▸ **WHAT IS EXPECTED**:
Copy the material below line for line, changing nothing.
>> Start LISTED ENTRIES
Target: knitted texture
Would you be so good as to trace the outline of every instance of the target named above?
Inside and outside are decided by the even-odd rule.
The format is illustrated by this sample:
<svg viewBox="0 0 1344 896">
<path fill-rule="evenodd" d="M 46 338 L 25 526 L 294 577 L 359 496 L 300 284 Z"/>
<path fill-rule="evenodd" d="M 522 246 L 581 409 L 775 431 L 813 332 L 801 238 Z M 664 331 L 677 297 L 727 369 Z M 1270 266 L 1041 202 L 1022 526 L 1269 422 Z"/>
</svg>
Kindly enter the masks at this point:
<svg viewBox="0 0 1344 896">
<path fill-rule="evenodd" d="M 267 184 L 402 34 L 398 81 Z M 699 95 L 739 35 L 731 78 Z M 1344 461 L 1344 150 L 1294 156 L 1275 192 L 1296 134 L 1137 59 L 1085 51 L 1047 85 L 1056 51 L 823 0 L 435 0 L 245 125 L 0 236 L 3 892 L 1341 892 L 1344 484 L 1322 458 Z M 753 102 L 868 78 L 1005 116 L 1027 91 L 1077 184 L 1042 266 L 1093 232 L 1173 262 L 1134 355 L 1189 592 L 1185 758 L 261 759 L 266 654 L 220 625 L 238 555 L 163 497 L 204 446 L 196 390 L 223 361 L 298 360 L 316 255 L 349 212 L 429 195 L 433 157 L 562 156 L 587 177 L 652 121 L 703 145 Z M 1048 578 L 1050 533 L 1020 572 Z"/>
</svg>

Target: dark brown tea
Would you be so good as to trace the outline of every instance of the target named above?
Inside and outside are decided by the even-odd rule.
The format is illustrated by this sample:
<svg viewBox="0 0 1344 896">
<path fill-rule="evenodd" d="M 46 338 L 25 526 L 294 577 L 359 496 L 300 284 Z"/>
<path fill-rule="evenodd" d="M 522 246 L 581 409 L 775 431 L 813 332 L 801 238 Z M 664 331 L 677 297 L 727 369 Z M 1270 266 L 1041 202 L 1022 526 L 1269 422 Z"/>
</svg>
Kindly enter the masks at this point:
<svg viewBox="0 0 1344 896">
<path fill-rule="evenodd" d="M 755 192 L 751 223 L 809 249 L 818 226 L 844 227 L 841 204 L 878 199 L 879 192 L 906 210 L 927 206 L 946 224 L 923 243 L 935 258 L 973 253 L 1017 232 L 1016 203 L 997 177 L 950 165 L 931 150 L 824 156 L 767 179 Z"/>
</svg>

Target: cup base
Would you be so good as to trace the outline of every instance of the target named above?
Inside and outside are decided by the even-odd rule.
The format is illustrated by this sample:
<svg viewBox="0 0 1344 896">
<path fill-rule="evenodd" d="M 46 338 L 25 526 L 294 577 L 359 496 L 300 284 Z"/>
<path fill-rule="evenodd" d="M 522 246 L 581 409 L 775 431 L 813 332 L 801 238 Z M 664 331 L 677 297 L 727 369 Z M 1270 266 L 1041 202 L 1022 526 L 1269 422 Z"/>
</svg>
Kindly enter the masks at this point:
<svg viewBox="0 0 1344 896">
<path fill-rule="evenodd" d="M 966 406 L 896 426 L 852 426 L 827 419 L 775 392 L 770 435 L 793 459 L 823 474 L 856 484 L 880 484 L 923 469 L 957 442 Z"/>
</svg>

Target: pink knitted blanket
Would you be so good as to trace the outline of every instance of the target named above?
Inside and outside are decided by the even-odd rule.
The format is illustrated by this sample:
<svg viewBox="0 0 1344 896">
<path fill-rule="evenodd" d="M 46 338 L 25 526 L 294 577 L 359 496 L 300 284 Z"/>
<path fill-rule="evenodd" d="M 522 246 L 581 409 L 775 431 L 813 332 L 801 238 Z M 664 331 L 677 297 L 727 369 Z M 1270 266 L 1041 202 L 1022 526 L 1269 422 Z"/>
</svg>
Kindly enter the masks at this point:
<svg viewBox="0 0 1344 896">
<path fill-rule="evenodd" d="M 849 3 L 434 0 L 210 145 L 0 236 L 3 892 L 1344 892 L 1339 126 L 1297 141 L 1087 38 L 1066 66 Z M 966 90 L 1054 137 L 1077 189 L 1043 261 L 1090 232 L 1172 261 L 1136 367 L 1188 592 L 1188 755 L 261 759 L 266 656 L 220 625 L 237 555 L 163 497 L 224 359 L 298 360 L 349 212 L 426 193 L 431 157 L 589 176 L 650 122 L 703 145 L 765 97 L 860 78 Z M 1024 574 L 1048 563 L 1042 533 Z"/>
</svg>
>> End LISTED ENTRIES
▸ **EXPECTED ANSWER**:
Target: knitted texture
Would you be so good as to trace the outline of every instance of the target named above?
Inside and outside are decided by the even-odd rule.
The format is illustrated by this sample:
<svg viewBox="0 0 1344 896">
<path fill-rule="evenodd" d="M 46 338 L 25 526 L 294 577 L 359 496 L 300 284 Z"/>
<path fill-rule="evenodd" d="M 522 246 L 581 409 L 775 431 L 813 332 L 801 238 Z M 664 331 L 677 297 L 727 369 Z M 1270 266 L 1041 202 L 1022 526 L 1269 422 Z"/>
</svg>
Kindly enter the masks at this point:
<svg viewBox="0 0 1344 896">
<path fill-rule="evenodd" d="M 267 184 L 402 34 L 398 81 Z M 699 95 L 739 35 L 731 78 Z M 1344 461 L 1344 150 L 1294 156 L 1275 192 L 1296 134 L 1137 59 L 1085 51 L 1047 85 L 1056 51 L 823 0 L 435 0 L 245 125 L 0 236 L 3 892 L 1341 892 L 1344 484 L 1322 458 Z M 753 102 L 868 78 L 1005 116 L 1027 91 L 1077 184 L 1042 266 L 1093 232 L 1173 262 L 1134 355 L 1189 592 L 1185 758 L 261 759 L 266 654 L 220 625 L 238 555 L 163 497 L 204 446 L 196 390 L 223 361 L 298 360 L 316 255 L 349 212 L 429 195 L 433 157 L 562 156 L 587 177 L 652 121 L 703 145 Z M 1048 578 L 1050 533 L 1020 572 Z"/>
</svg>

Target: dark brown tea
Would you be so good as to trace the outline of every instance of the target named above?
Inside and outside are decided by the even-odd rule.
The format is illustrated by this sample:
<svg viewBox="0 0 1344 896">
<path fill-rule="evenodd" d="M 46 338 L 25 526 L 294 577 L 359 496 L 300 284 Z"/>
<path fill-rule="evenodd" d="M 522 246 L 581 409 L 775 431 L 813 332 L 801 238 Z M 664 331 L 677 297 L 727 369 Z M 1270 266 L 1041 202 L 1022 526 L 1269 422 Z"/>
</svg>
Kindly enter the masks at this point:
<svg viewBox="0 0 1344 896">
<path fill-rule="evenodd" d="M 755 192 L 751 223 L 809 249 L 818 226 L 844 227 L 841 204 L 878 199 L 879 192 L 906 210 L 927 206 L 946 224 L 923 243 L 935 258 L 973 253 L 1017 232 L 1016 203 L 997 177 L 950 165 L 931 150 L 824 156 L 767 179 Z"/>
</svg>

Target: cup base
Would you be so good as to trace the outline of every instance of the target named above?
Inside and outside are decided by the even-odd rule.
The format is illustrated by this sample:
<svg viewBox="0 0 1344 896">
<path fill-rule="evenodd" d="M 46 338 L 25 526 L 294 577 L 359 496 L 300 284 Z"/>
<path fill-rule="evenodd" d="M 522 246 L 581 409 L 775 431 L 813 332 L 801 238 Z M 664 331 L 677 297 L 727 369 Z M 1270 266 L 1041 202 L 1022 526 L 1269 422 Z"/>
</svg>
Kindly enter the masks at this point:
<svg viewBox="0 0 1344 896">
<path fill-rule="evenodd" d="M 966 406 L 896 426 L 852 426 L 827 419 L 775 392 L 770 435 L 793 459 L 823 474 L 856 484 L 880 484 L 923 469 L 957 442 Z"/>
</svg>

Target: pink knitted blanket
Would you be so good as to trace the outline of every instance of the target named above?
Inside and outside are decided by the even-odd rule.
The format is illustrated by this sample:
<svg viewBox="0 0 1344 896">
<path fill-rule="evenodd" d="M 46 338 L 25 526 L 294 577 L 359 496 L 300 284 Z"/>
<path fill-rule="evenodd" d="M 522 246 L 581 409 L 775 431 L 813 332 L 801 238 Z M 664 331 L 677 297 L 727 369 Z M 1270 266 L 1041 202 L 1022 526 L 1269 422 Z"/>
</svg>
Kindly enter the masks at this point:
<svg viewBox="0 0 1344 896">
<path fill-rule="evenodd" d="M 849 3 L 434 0 L 210 145 L 0 236 L 3 892 L 1344 892 L 1339 126 L 1297 141 L 1087 38 L 1066 66 Z M 966 90 L 1054 137 L 1077 189 L 1043 261 L 1090 232 L 1172 261 L 1136 367 L 1188 592 L 1188 755 L 261 759 L 266 656 L 220 625 L 237 555 L 163 497 L 224 359 L 298 360 L 349 212 L 426 193 L 431 157 L 589 176 L 650 122 L 703 145 L 765 97 L 860 78 Z M 1024 574 L 1048 563 L 1042 533 Z"/>
</svg>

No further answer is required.